WORK REQUIRED:
Please answer from the profile of Lynn Wallace below: which program did she plan to fall back on if neither radiation therapy nor nuclear medicine worked out?

PASSAGE SHOWN:
Lynn Wallace

Lynn Wallace, a junior majoring in nuclear medicine, came to IUPUI to pursue becoming a radiation therapist. After completing the prerequisites and applying to the radiation therapy program, she was not admitted. Read below to learn how Lynn entered her degree-granting school.

When students choose to enter a competitive major, parallel planning becomes a topic of conversation from the beginning of their advising sessions. After receiving her non-admittance notice, Lynn met with her advisor. She had watched several friends quit school altogether for not being admitted to their programs of choice, but Lynn wasn’t interested in joining them. She joked, “They call it competitive for a reason.”

At the time, Lynn was a first-year seminar mentor, and the professor of the class she mentored for had gone to school for nuclear medicine. After talking with the professor, Lynn found that radiation therapy and nuclear medicine were closely related programs. The overlap exists in the job duties and responsibilities. Both have radiation safety and patient care along with computer processing and software understanding. Although the prerequisites for each program are not identical, they are very similar, which is why many students choose to apply to both at the same time. 

A photo of Lynn Wallace.

It doesn’t hurt to keep your options open. I’m glad I did.

Lynn Wallace

Lynn met with her advisor and came up with a plan—she would reapply to radiation therapy, but also apply to nuclear medicine. If neither of those worked out, health information management was her backup. For a lot of students, it’s hard to be this flexible when it comes to choosing a major and receiving admittance to a program can be disheartening. However, Lynn explained that part of the enjoyment she finds in her program comes from stumbling upon it. She acknowledged that had she been fixated on only radiation therapy, and she never would have known about nuclear medicine without help from others. “It doesn’t hurt to keep your options open. I’m glad I did.”

Spatial localization data:
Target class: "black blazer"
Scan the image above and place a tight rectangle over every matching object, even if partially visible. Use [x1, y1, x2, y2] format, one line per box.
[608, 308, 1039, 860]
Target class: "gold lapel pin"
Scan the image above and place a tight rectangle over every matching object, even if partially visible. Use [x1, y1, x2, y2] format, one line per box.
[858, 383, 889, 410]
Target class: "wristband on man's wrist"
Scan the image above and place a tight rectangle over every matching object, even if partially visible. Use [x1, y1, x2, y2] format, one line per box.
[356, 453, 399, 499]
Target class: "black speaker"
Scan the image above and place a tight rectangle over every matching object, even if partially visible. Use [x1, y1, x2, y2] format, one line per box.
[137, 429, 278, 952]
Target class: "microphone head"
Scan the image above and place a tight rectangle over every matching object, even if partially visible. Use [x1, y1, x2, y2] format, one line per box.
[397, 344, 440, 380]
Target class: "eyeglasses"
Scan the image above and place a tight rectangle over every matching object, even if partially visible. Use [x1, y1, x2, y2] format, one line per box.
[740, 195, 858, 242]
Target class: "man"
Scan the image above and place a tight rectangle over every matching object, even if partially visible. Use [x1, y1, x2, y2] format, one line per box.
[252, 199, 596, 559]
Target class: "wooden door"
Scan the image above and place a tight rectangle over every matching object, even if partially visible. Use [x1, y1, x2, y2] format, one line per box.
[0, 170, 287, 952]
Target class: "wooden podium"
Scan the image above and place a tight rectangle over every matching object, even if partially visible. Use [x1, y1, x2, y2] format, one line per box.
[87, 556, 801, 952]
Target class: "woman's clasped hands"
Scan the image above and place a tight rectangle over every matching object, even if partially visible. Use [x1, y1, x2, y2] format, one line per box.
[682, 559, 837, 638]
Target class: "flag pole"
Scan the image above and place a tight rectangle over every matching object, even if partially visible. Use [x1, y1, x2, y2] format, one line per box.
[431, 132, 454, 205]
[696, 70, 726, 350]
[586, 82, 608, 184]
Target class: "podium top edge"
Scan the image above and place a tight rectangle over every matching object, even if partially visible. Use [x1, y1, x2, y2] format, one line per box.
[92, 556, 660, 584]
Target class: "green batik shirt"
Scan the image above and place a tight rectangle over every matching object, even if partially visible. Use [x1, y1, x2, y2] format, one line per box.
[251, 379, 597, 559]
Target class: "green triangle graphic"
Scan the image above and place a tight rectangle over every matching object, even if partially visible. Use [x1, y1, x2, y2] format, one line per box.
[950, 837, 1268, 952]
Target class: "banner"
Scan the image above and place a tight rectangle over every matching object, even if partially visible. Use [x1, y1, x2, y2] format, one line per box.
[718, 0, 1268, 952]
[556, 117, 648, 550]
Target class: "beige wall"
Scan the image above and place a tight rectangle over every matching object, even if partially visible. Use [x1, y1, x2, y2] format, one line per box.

ANSWER SPACE:
Health information management.